Rewrite the rows below, putting "short label" wherever "noun phrase" appears and leaving everything else unchanged.

★ ★ ★ ★

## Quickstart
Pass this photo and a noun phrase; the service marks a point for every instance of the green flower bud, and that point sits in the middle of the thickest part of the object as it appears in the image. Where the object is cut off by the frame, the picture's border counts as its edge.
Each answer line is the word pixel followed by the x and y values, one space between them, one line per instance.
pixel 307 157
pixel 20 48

★ ★ ★ ★

OUTPUT FOR THIS TASK
## Quickstart
Pass this photo and a short label; the service marks a point for every instance of the green flower bud, and that point sits in the middle of the thickest part of the object as it appears in the image. Where the object is cut off by the frame, the picture's border counts as its edge.
Each answer line is the word pixel followed by the x and y values, one space between them, one line per instance.
pixel 307 157
pixel 20 48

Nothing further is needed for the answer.